1

How to convert IStream to TStreamAdapter on Delphi 7?

On Delphi XE2 I may write:

var
  aStream: IStream;
  aStreamAdapter: TStreamAdapter;
begin
  ...
  aStreamAdapter := aStream as TStreamAdapter;
  ...
end;

But Delphi 7 writes:

Error: Operator not applicable to this operand type
  • 3
    The only possible reason I can think of for wanting to do this is to get access to the TStreamAdapter.Stream property, because you previously wrapped a TStream object, and now you want it back. If that's what you're doing, then you should have just stored the TStream reference somewhere before, and then you wouldn't have to go digging through the IStream interface to recover it. The right way to get a TStream reference from an IStream is to create a TOleStream. – Rob Kennedy Jan 22 '13 at 19:40
  • Not duplicate because I have exactly interface and exactly class. There is another good way to solve the problem. – Dmitry Jan 23 '13 at 9:09
3

That code works because of a new feature introduced in D2010, namely the ability to recover a reference to the object that implements an interface. Note though that if the IStream is implemented by something other than your Delphi code, then the cast will fail.

If you need to refer to the implementing object in older versions of Delphi then you will need to use one of the various hacks to recover it. For example:

However, you should not need to get back to the implementing object. The fact that you do want to is a very strong indication that your design is wrong.

1

The unit AxCtrls has an TOleStream object to do just that.

==*==

Reproduce word for word the stretch of the Delphi thread from "That code works" through "cast will fail.".

* _Recorded data_:
==*==

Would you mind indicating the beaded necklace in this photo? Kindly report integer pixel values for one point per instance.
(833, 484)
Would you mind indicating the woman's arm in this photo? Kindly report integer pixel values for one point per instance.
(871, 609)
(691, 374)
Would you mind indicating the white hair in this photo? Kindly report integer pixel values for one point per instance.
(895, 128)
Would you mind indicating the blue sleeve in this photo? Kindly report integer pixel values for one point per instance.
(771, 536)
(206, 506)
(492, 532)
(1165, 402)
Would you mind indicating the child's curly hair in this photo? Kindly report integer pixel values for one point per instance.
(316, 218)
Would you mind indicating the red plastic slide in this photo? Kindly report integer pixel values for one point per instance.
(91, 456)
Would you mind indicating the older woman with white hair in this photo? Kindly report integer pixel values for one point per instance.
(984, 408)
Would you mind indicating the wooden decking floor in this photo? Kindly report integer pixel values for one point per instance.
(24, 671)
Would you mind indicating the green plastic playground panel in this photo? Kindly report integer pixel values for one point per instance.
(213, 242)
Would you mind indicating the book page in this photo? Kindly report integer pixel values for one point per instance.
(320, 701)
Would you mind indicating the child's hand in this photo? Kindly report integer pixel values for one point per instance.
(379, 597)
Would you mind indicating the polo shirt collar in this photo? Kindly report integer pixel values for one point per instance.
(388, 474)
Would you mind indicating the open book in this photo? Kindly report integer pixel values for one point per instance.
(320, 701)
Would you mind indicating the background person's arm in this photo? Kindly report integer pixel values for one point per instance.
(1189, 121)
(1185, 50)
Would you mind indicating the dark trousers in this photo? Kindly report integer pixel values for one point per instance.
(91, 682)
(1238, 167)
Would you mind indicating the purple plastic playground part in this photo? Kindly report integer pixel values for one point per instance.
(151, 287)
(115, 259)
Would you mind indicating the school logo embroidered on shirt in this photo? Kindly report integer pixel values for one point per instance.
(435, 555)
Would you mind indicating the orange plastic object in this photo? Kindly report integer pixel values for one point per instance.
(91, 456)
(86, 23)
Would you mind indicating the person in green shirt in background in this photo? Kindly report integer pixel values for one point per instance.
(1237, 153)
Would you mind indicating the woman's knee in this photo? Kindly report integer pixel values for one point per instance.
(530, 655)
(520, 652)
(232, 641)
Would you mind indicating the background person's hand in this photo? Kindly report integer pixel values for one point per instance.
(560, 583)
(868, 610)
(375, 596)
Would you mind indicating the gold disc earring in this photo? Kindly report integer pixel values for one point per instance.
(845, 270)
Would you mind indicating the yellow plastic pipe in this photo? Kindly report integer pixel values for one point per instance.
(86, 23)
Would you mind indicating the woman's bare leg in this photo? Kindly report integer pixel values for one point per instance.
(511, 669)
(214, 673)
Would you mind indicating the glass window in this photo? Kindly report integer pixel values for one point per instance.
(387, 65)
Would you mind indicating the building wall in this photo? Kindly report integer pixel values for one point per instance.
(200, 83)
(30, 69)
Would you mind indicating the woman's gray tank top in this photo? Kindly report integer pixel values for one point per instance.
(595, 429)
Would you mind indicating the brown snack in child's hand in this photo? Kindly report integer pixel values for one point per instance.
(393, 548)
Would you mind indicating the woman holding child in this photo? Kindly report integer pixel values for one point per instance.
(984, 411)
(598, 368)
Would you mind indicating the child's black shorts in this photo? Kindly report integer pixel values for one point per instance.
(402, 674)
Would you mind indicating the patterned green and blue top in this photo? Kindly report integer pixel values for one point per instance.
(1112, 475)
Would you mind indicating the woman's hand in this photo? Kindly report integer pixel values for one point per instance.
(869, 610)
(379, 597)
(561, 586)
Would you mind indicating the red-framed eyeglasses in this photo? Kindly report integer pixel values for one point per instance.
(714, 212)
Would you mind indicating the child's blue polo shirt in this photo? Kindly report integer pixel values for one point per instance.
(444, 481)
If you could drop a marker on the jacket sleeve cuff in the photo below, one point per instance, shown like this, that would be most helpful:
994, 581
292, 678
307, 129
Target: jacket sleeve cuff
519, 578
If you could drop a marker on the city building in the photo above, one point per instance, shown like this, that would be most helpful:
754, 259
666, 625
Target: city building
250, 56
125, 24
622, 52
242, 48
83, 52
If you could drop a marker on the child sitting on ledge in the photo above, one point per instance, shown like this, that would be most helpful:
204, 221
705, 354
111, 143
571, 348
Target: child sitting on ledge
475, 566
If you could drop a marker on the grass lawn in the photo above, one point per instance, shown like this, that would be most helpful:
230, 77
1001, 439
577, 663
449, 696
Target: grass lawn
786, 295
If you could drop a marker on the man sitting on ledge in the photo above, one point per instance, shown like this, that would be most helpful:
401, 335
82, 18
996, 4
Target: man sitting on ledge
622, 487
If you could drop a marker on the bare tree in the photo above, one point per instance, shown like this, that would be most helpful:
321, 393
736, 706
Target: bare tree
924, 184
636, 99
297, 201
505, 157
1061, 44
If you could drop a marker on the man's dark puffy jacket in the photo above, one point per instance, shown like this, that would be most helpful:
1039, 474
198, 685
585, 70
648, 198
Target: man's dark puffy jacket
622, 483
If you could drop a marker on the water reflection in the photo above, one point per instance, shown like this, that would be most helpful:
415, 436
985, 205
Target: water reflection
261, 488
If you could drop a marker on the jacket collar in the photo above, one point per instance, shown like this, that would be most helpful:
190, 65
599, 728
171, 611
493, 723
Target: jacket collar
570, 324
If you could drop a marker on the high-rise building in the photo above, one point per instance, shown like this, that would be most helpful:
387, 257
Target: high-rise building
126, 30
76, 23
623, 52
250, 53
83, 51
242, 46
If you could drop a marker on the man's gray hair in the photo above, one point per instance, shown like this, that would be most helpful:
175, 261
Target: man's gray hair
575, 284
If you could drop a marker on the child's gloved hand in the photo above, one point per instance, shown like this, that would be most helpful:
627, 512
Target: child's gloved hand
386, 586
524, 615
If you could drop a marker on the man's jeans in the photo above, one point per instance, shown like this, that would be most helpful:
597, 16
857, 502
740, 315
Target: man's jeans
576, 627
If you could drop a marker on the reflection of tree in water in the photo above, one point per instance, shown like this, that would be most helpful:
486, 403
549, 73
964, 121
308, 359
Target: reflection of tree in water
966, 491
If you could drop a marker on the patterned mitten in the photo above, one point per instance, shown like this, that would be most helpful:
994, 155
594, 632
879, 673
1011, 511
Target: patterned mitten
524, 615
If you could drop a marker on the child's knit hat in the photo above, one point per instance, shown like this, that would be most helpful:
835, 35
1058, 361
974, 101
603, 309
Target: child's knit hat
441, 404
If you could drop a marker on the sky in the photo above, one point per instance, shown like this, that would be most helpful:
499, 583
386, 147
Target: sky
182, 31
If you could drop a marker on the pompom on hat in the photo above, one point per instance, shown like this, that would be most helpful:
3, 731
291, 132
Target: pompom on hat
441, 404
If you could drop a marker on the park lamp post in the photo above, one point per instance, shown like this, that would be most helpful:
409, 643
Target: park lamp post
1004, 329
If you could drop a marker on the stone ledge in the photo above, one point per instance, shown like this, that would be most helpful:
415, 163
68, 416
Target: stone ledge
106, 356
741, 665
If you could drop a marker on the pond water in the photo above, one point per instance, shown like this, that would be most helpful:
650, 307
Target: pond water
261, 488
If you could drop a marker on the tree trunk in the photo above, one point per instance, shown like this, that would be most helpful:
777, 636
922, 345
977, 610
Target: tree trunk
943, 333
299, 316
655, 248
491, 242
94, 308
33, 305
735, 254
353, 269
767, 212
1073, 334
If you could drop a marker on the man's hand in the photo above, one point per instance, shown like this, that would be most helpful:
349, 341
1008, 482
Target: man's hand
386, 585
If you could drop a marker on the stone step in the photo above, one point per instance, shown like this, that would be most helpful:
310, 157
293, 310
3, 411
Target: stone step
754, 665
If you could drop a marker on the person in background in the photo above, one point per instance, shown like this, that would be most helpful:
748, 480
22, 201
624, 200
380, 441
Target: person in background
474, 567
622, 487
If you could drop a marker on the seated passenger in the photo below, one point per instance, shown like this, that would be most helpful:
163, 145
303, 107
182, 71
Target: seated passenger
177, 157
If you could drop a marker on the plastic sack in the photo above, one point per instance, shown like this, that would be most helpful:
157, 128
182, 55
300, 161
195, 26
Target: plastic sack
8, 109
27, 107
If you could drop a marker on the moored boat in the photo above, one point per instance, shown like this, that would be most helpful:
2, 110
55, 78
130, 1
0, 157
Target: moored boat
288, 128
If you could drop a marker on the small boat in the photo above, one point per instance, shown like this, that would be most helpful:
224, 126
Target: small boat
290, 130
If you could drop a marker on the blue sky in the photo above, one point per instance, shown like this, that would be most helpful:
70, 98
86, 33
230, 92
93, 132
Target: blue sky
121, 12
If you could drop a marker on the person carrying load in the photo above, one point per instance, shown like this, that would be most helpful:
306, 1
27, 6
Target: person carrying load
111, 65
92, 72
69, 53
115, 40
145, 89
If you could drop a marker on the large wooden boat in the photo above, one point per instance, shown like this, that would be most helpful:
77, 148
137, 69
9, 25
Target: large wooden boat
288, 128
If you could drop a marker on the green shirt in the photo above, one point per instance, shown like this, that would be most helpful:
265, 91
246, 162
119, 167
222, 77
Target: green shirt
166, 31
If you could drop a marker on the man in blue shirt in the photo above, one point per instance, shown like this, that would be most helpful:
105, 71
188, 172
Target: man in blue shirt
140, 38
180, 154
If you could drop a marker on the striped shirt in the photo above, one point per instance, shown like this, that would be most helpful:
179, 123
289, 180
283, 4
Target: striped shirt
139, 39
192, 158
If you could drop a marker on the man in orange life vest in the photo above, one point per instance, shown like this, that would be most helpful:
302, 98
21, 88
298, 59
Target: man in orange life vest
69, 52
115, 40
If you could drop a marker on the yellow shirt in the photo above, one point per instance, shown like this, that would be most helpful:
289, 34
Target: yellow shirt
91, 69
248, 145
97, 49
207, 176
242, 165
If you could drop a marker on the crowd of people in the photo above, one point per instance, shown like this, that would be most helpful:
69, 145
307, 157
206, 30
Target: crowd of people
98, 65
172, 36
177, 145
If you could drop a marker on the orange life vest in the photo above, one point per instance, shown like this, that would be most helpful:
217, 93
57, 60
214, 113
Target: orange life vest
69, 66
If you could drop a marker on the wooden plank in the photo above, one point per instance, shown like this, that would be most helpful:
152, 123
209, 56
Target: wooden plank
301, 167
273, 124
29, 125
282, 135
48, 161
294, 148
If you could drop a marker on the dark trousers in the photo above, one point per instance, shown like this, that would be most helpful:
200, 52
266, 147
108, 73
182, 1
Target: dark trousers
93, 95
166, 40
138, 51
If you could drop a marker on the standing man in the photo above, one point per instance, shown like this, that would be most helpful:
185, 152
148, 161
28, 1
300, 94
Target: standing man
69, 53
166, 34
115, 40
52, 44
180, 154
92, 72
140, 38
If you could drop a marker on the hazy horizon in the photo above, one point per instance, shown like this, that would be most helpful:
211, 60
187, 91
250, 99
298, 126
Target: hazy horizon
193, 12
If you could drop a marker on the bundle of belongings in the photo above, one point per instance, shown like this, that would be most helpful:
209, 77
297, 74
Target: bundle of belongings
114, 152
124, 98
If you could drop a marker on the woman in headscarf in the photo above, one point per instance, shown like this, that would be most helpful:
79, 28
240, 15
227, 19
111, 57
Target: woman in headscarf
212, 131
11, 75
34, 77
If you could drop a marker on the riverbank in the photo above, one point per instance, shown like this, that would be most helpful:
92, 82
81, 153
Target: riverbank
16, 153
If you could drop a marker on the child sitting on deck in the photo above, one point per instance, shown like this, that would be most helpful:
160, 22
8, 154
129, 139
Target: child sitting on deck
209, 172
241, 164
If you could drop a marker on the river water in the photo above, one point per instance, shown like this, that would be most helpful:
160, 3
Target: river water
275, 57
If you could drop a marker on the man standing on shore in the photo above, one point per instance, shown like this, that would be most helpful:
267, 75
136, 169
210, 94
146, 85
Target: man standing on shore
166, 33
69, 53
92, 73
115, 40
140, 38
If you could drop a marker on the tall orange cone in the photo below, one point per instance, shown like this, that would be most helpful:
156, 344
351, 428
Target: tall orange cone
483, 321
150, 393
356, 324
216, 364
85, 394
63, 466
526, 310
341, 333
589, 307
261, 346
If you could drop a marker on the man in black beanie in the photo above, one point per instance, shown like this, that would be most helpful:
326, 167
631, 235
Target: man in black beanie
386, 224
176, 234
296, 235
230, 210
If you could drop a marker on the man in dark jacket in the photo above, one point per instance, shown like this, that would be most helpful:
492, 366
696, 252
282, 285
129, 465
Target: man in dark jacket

==*==

* _Full solution_:
That code works because of a new feature introduced in D2010, namely the ability to recover a reference to the object that implements an interface. Note though that if the IStream is implemented by something other than your Delphi code, then the cast will fail.